COMPLETE THE FOLLOWING:
(1) Answer these questions about the Turcotte obituary:
(a) In what year did Turcotte graduate from U-M's Medical School?
(b) In what year did the team he led perform the first liver transplant in Michigan?
(c) Which two surgical sections did he create while chair of the Department of Surgery?
(2) According to the Turcotte obituary, what areas was his professional career focused on advancing care in? List them all.
(3) Carry the obituary of Jeremiah Turcotte forward from its final sentence.

::: TEXT SEGMENT :::

Jeremiah (Jerry) G. Turcotte, professor emeritus of surgery, passed away Feb. 12 at age 87.
Turcotte was an iconic figure in surgery at the University of Michigan for decades. During his career, he cared for thousands of patients and helped train generations of surgeons.
He graduated from U-M’s Medical School in 1957 and continued into the General Surgery Residency Program. He joined the faculty in July 1963 and, in March 1964, Turcotte and C. Gardner Child performed the first kidney transplant in Michigan.
Turcotte went on to lead the team that performed the first liver transplant in Michigan in 1985. He also created the U-M Transplant Center and served as the first Transplant Center director.
Turcotte’s professional career was focused on advancing care related to portal hypertension, liver surgery and organ transplantation. Aside from his work in transplantation, he played a prominent role in defining the role of surgical therapy in treating patients with portal hypertension.
Working with Child, he developed a scoring system in 1964 that was initially designed to predict operative mortality associated with portocaval shunt procedures. The system has been used for decades as a prognostic tool for patients with cirrhosis, and it formed the basis of deceased-donor liver allocation in the United States for many years.
He served as chair of the Department of Surgery from 1974-87 and played a key role in creating the vision for the current University Hospital. During his tenure as chair, he significantly expanded the faculty, created the sections of Pediatric Surgery and Plastic Surgery, and increased surgical research space nearly fivefold.
He was instrumental in organizing the Medical School’s Faculty Professional Fee Management Plan and was appointed as the first chairman of the Professional Fee Management Policy Committee. He also served as head of the Section of General Surgery.

::: DATA EXTRACT :::

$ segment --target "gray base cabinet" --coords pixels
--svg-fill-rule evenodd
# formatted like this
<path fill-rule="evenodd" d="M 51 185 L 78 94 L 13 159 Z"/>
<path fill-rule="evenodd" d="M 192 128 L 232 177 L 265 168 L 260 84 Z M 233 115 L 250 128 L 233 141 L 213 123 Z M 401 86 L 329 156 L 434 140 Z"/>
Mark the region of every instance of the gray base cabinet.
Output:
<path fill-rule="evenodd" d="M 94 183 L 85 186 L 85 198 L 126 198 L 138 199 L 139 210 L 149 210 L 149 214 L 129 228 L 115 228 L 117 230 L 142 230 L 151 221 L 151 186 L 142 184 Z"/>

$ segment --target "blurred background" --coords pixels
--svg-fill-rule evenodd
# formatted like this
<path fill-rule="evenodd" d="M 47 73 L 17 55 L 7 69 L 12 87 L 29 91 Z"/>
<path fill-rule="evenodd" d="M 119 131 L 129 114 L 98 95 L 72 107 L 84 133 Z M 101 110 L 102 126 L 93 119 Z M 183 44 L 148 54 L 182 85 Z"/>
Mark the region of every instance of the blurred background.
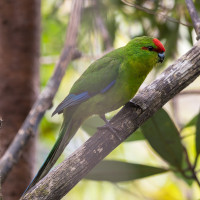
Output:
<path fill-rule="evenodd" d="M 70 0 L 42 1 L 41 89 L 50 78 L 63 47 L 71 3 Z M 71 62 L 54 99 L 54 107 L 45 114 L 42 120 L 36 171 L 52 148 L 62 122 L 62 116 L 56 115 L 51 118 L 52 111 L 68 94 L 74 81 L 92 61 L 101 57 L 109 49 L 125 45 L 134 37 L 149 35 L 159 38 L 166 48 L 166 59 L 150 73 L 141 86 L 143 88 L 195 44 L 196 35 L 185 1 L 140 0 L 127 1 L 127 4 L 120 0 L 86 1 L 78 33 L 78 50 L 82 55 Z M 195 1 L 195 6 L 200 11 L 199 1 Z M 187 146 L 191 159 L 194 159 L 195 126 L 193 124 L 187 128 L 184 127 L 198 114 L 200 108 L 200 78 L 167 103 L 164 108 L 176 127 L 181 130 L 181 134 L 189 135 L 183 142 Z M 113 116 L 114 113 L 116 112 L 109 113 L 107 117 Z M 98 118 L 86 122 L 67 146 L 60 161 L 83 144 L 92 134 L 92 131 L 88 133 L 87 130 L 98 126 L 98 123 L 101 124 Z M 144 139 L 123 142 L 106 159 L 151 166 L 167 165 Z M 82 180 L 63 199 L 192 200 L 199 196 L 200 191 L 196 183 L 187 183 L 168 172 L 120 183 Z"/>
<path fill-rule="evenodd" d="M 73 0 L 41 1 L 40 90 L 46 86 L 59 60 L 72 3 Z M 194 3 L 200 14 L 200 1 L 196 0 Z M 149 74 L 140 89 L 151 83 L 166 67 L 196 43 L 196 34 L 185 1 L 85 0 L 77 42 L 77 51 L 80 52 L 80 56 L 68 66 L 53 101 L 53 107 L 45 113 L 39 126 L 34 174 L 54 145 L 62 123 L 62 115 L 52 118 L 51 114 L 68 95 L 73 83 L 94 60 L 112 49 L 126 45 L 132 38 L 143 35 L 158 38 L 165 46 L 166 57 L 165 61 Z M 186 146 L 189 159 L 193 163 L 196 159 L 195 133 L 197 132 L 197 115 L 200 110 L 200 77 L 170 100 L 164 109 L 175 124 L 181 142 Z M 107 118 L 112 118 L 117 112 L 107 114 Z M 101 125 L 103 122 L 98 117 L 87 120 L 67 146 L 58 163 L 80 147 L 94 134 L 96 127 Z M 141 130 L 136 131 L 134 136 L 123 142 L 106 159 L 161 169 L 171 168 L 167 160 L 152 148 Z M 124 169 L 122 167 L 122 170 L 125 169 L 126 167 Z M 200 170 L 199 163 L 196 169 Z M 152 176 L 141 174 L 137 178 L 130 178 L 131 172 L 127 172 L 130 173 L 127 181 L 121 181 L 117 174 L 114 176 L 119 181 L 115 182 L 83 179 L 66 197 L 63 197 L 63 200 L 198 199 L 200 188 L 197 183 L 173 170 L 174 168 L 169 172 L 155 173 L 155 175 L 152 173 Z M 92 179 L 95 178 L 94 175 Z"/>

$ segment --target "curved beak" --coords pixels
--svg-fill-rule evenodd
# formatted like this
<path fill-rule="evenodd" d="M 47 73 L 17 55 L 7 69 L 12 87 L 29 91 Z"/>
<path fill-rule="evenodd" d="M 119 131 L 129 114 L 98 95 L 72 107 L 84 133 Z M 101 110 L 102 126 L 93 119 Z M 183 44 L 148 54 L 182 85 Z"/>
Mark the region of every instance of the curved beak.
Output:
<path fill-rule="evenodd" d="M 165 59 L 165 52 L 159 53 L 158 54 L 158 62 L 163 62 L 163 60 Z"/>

:::
::: DATA EXTRACT :::

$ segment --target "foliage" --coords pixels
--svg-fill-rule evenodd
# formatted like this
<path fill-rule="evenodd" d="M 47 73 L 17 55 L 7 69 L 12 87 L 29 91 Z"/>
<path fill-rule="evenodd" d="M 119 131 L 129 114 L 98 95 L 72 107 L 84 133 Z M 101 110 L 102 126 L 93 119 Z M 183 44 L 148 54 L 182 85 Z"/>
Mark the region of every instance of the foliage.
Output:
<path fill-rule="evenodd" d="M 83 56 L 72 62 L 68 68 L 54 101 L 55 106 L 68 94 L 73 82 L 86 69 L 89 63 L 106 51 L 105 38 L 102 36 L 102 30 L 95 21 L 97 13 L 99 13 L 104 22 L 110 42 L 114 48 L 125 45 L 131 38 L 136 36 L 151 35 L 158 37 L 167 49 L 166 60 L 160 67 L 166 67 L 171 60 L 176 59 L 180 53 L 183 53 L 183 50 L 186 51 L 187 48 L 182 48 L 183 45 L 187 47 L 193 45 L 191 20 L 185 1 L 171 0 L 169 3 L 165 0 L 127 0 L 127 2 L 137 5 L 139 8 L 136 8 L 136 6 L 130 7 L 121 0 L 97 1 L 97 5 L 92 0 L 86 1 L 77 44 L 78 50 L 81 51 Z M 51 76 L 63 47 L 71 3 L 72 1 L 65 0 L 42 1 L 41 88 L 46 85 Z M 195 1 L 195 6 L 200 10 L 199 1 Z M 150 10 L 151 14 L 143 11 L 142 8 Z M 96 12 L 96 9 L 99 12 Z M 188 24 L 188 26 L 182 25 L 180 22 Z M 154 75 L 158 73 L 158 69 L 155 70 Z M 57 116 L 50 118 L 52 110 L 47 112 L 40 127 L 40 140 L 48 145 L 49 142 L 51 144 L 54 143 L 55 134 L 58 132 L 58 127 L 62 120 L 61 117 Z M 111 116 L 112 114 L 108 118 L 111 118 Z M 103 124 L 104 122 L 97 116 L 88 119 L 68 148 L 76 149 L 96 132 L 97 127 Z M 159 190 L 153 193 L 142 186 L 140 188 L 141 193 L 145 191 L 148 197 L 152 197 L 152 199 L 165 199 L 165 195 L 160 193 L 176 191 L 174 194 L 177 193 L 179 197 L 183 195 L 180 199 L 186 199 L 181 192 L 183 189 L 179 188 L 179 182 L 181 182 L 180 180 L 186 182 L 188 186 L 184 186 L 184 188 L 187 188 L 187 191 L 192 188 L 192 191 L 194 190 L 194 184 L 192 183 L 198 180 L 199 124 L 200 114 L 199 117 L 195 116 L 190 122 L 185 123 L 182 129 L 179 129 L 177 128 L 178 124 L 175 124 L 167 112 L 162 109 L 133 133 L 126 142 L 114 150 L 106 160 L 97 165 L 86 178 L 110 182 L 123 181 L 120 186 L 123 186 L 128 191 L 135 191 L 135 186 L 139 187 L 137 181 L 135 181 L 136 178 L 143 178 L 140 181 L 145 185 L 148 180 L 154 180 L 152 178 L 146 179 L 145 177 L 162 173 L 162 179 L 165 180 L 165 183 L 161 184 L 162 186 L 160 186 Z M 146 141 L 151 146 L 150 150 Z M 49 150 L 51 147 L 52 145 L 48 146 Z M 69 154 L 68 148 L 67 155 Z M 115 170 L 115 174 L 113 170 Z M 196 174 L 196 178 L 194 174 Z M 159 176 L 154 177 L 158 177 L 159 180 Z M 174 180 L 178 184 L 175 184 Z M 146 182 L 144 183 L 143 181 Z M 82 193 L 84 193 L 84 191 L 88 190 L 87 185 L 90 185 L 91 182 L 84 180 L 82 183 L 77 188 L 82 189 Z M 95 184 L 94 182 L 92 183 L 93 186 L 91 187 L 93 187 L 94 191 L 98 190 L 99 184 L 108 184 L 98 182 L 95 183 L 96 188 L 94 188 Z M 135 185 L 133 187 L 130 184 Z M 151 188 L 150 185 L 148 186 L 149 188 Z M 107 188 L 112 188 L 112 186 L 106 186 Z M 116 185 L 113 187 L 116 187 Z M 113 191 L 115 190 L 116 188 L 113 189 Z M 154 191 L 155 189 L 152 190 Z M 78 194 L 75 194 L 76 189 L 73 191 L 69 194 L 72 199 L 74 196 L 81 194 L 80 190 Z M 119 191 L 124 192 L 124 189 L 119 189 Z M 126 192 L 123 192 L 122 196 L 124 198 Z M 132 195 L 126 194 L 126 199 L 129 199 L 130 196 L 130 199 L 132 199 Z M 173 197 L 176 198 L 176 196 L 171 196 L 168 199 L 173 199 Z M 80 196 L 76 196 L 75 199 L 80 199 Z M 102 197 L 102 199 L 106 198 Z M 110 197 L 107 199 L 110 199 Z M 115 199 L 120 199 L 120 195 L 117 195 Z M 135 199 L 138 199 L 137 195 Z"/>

:::

ANSWERS FOR EACH ITEM:
(1)
(a) 1957
(b) 1985
(c) Pediatric Surgery and Plastic Surgery

(2)
- Portal hypertension
- Liver surgery
- Organ transplantation

(3)
Turcotte was an active leader in multiple surgical societies. He was a founding member of the American Society of Transplant Surgeons and served as its sixth president from 1979-80. He was a founding member and subsequent president of the Transplantation Society of Michigan and served as the president of the United Network for Organ Sharing. He had a strong interest in ethics and served as the founding chair of the ASTS Ethics Committee and was the first chair of the Ethics Committee for UNOS.
He also served as director of the American Board of Surgery, a member of the Residency Review Committee for Surgery, a governor of the American College of Surgeons and president of the Michigan Chapter of the American College of Surgeons. He served as president of the Central Surgical Association, and he was active in the Coller Society.
In 2001, Turcotte retired as a professor emeritus of surgery. In 2004, he was given the Distinguished Service Award by the U-M Medical Center Alumni Society, and in 2006, the Medical School inaugurated the Jeremiah and Claire Turcotte Professorship in Transplantation Surgery.
A Mass of Christian Burial will be conducted at St. Mary Student Parish at 11 am. March 14. Further details regarding arrangements will be updated at myumi.ch/lxqEX.